Source records
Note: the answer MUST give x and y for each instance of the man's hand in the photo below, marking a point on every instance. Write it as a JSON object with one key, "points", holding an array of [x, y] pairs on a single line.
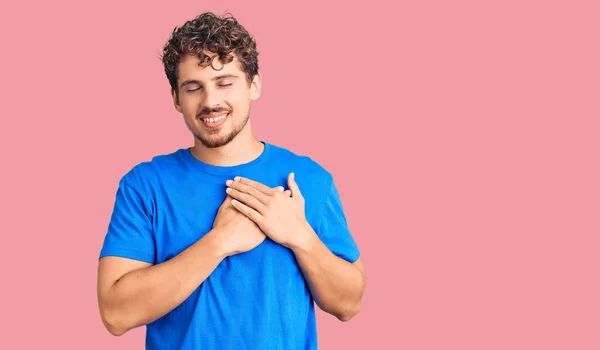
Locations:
{"points": [[280, 215], [236, 233]]}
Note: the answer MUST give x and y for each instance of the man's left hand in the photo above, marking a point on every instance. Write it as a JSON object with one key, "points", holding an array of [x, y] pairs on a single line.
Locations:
{"points": [[280, 214]]}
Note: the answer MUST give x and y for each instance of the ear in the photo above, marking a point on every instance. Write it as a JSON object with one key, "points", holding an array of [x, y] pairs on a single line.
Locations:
{"points": [[175, 101], [255, 86]]}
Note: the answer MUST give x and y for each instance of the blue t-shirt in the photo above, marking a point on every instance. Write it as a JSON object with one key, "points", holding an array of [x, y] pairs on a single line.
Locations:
{"points": [[254, 300]]}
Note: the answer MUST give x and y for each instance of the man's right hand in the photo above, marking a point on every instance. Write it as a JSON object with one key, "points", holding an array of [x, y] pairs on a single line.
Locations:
{"points": [[235, 232]]}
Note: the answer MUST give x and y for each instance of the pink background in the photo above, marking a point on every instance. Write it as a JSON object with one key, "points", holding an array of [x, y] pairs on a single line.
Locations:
{"points": [[463, 135]]}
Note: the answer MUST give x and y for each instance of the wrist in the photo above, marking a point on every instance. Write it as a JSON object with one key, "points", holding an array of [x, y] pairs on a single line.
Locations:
{"points": [[217, 243], [303, 239]]}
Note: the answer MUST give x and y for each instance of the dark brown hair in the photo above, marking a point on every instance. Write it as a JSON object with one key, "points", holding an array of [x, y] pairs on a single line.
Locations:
{"points": [[219, 35]]}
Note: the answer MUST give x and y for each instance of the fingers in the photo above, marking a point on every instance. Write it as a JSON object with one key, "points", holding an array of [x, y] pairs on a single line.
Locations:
{"points": [[293, 186], [248, 212], [256, 185], [286, 192], [247, 199], [246, 189]]}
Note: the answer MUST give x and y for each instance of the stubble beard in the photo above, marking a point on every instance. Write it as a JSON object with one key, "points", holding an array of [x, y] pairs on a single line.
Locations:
{"points": [[221, 140]]}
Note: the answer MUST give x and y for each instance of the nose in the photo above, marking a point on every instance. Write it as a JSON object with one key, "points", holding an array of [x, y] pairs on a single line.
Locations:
{"points": [[211, 99]]}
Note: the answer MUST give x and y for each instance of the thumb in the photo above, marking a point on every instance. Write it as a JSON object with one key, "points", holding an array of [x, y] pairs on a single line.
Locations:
{"points": [[293, 186]]}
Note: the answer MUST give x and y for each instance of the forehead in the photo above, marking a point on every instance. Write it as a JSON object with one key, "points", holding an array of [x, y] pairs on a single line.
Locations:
{"points": [[190, 69]]}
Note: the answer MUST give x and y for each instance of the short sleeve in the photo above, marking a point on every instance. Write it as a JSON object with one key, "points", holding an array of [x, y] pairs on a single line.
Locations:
{"points": [[333, 227], [129, 232]]}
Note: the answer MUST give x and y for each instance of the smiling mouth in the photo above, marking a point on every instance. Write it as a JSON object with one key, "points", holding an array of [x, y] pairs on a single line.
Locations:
{"points": [[214, 121]]}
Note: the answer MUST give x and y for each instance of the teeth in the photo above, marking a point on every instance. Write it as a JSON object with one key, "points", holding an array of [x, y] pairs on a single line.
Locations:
{"points": [[213, 120]]}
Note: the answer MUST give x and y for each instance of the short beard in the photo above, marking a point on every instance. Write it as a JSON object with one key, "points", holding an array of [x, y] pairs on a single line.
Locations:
{"points": [[222, 141]]}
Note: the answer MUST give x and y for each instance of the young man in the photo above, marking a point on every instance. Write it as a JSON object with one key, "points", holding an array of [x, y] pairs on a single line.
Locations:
{"points": [[226, 244]]}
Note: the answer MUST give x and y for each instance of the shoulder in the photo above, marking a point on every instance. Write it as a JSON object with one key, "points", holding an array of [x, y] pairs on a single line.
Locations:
{"points": [[142, 175], [307, 170]]}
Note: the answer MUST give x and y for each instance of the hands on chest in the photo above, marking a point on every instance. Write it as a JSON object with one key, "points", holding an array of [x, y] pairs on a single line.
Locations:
{"points": [[253, 211]]}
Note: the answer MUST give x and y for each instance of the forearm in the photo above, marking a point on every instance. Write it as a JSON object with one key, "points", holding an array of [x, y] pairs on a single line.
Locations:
{"points": [[337, 285], [144, 295]]}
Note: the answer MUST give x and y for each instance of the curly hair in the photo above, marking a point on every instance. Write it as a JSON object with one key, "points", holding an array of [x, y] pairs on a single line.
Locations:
{"points": [[219, 35]]}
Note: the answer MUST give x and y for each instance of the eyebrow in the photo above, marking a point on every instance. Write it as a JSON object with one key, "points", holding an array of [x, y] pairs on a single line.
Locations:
{"points": [[218, 77]]}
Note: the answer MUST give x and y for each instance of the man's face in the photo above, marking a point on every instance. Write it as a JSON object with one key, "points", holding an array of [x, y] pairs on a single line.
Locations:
{"points": [[215, 103]]}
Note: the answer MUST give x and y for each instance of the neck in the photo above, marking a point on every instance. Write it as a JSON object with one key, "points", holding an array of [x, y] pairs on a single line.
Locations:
{"points": [[242, 149]]}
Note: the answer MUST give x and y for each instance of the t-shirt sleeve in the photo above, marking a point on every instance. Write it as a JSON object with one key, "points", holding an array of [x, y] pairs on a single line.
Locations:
{"points": [[130, 232], [333, 228]]}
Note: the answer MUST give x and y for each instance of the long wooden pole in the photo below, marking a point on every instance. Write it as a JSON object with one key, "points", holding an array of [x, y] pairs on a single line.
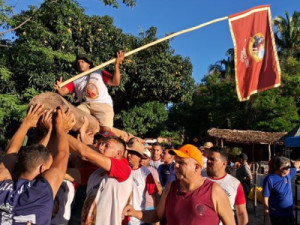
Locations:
{"points": [[141, 48]]}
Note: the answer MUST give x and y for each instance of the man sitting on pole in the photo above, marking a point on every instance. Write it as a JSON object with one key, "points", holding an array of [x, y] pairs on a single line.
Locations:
{"points": [[92, 92]]}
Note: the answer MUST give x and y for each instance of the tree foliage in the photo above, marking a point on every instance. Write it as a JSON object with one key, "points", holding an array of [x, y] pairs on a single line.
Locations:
{"points": [[47, 45], [215, 103]]}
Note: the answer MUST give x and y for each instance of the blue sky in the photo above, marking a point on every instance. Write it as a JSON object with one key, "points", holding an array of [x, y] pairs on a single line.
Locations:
{"points": [[204, 46]]}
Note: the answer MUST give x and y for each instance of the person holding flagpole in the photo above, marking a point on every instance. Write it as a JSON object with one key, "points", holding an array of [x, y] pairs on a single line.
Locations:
{"points": [[92, 92]]}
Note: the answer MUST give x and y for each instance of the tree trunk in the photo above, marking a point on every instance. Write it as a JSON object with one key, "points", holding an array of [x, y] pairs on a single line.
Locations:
{"points": [[52, 100]]}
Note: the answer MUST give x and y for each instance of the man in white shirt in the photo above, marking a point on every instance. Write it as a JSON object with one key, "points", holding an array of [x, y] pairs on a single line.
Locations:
{"points": [[157, 150], [92, 92], [216, 165]]}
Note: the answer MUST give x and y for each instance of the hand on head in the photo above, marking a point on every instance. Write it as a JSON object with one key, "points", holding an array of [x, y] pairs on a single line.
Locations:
{"points": [[33, 115], [57, 83], [64, 120], [120, 57], [46, 120]]}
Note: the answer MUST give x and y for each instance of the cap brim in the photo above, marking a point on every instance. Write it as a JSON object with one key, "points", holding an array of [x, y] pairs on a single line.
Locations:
{"points": [[142, 155], [179, 153]]}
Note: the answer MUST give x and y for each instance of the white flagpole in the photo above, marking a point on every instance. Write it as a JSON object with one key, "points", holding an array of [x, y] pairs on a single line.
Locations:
{"points": [[141, 48]]}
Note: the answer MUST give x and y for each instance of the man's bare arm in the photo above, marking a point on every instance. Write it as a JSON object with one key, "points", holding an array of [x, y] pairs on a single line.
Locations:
{"points": [[222, 205], [33, 115], [46, 125], [56, 173], [61, 91], [241, 214]]}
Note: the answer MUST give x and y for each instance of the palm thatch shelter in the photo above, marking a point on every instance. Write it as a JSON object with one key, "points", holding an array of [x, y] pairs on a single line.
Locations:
{"points": [[253, 142]]}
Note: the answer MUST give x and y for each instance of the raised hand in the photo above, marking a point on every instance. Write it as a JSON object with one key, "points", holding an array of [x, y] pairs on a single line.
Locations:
{"points": [[68, 119], [58, 82], [46, 120], [120, 57], [33, 115]]}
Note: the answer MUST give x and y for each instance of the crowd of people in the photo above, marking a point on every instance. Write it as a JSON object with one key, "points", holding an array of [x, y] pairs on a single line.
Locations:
{"points": [[99, 178]]}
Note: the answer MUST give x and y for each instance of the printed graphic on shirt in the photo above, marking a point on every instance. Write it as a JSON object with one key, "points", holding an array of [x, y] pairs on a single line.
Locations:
{"points": [[92, 91]]}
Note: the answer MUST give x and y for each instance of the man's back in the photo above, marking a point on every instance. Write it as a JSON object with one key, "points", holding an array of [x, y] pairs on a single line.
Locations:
{"points": [[106, 196], [232, 188], [195, 207], [26, 201], [279, 191]]}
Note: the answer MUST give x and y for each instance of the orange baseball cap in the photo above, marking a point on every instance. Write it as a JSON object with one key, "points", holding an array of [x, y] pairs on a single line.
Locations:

* _The exercise_:
Return only the lines running from the line with "of the crowd" to the last line of the records, both included, exactly as written.

* _Result of the task_:
Note: the answer MUST give x and y for each instance of the crowd of people in the photo above, marking a point on every instance. Write it as a JSON object with one key, "points", holding an array of [x, y] pairs on a single line.
Locations:
{"points": [[99, 178]]}
Note: the answer MUST give x and y for each instance of the printed graphic on shirt in the photo above, marking a point on every instance. Write it as a JSON object with one key, "points", holding an array of [x, y] pairs on a single line.
Locations:
{"points": [[92, 91]]}
Note: the answer MUST give x and y for each instance of the man's back in the photo above, marking a point on every instance. Write it as a JSON object with one key, "points", holding an array of [x, y] pairs on a single line.
Locations:
{"points": [[106, 196], [232, 188], [195, 207], [26, 201], [279, 191]]}
Note: the answer MUST give x and y for each instance of the orange baseball cap in the photo above, marking a point on every instance. Write it as a JSON object with one key, "points", holding an array of [x, y] pairs on a single line.
Locations:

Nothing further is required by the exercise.